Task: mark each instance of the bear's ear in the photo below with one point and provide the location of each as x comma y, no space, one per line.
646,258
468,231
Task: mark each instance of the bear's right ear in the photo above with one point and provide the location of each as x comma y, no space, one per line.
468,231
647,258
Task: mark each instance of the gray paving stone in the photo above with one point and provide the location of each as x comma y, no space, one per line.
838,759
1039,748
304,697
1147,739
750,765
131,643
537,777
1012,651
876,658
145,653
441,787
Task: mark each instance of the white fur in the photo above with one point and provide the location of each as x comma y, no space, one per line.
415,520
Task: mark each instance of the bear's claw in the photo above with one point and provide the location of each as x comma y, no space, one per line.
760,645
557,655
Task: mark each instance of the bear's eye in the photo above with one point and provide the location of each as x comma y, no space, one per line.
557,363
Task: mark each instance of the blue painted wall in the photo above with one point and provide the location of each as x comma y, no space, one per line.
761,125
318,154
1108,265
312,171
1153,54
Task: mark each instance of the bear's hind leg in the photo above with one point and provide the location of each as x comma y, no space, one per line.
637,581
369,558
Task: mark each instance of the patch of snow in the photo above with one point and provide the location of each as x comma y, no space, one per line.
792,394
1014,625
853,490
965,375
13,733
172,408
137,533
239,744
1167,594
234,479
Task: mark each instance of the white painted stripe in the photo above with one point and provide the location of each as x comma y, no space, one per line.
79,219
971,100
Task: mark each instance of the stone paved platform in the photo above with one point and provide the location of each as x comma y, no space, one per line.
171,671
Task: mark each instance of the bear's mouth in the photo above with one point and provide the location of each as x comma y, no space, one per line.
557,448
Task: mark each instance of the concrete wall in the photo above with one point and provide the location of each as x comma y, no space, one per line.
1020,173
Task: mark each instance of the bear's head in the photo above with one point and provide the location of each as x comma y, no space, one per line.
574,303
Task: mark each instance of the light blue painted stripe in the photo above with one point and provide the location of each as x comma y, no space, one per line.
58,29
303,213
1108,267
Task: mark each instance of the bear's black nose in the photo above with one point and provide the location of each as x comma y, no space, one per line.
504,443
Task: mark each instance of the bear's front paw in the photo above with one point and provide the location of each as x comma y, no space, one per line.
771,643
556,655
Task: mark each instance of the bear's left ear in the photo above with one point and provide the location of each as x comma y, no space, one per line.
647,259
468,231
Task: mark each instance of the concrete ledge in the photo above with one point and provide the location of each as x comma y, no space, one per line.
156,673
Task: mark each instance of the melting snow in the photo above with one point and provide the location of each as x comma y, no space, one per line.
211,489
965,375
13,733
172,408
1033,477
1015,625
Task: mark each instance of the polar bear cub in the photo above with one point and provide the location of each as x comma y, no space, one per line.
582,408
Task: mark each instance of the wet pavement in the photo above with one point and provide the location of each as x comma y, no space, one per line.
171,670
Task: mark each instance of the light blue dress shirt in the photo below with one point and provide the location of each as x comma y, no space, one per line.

* [Work to do]:
Print the whole listing above again, unchanged and line for line.

* [Reply]:
Task: mark each instance of the bear's ear in the photo below with one point and provide the location of each as x comma y, no space, one per line.
646,258
468,231
Task: mark each instance of the bear's right ear in the photo above with one point and provide the location of each as x comma y, no space, one per line.
468,231
647,258
Task: mark each instance of the gray paving stone in the photo above with one point and provide the location of each as x comma y, no space, one per line.
838,759
1039,748
304,697
1147,739
750,765
131,643
537,777
1012,651
876,658
145,653
441,787
Task: mark each instance of the white fur in the photo above with one point and provide the location of each as x comma y, no space, one per line.
415,520
Task: mark each instance of the bear's claw in the photo above with one point and provide the location of each as x comma y, no space, one per line.
760,645
557,655
Task: mark each instance of the bear's eye in the photo above with one point and provide the location of each as x comma y, no space, one per line.
557,363
Task: mark each instance of the blue painted wall in the photo above with one point and provide the location of each as x comma y, no space, one per line.
761,125
318,154
1108,265
312,171
1153,54
Task: mark each instance of the bear's hind leg in the photo above with one point and provide the location of each as x comma y, no space, one per line.
637,581
369,558
Task: mark each instance of the patch of snow in the photo above with one point and provide the location of each as x comma y, no space, one per line.
792,394
1014,625
853,490
965,375
13,733
172,408
137,533
239,744
1167,594
234,479
Task: mark each instance of the white painted stripe in the photo above with one point and provide the location of each as x comma y, no space, one per line.
79,219
971,100
Task: mark each instance of the stone paved platform in the photo above with one point and provide the location of each as x comma y, no space, one per line.
171,671
Task: mark each instance of the bear's mouth in the photo above with one point and provide the location of each as x comma y, no space, one per line.
557,448
Task: mark each instance of the concrete wall in the photo above with one point and provide the location of each as x comma y, no space, one per line.
1020,173
Task: mark each instance of the bear's head in the photo above with one point and provide the location of each as x comma y, no space, one per line.
574,303
Task: mark each instance of the light blue painted stripe in the photo above with one point and provide the location of each as x comma y, no space, one per line.
58,29
303,213
1108,267
Task: mark each instance of the bear's black nose in the photo above with one point and provide the location of each as x comma y, no space, one per line.
504,443
Task: mark each instance of the bear's front paw in the photo above with one point and provide the location of each as x comma y, no space, one per line.
771,643
556,655
Task: mark each instance of the bear's left ear in the photo above with one point and provide the location of each as x comma y, no space, one per line.
647,259
468,231
Task: mark each instance of the concrete ledge in the photo above with one point and provide the location of each as x comma y, no space, one per line.
156,673
Task: mark each instance of the melting snow in the photo above with one point and provide the location of each as x comma y, no space, one per line.
211,489
965,375
13,733
172,408
1033,477
1015,625
Task: mark each instance of the polar bear cub in the photo above with one point and provide the location of each as x comma y, no space, one per line.
582,408
Task: mark each instance of the wet pavement in the photo above with one point and provide the location of each as x comma y, no space, one per line.
171,670
Task: mark each instance of the light blue dress shirt in the photo below with one point and provide the location of each as x comma y, no space, one per line.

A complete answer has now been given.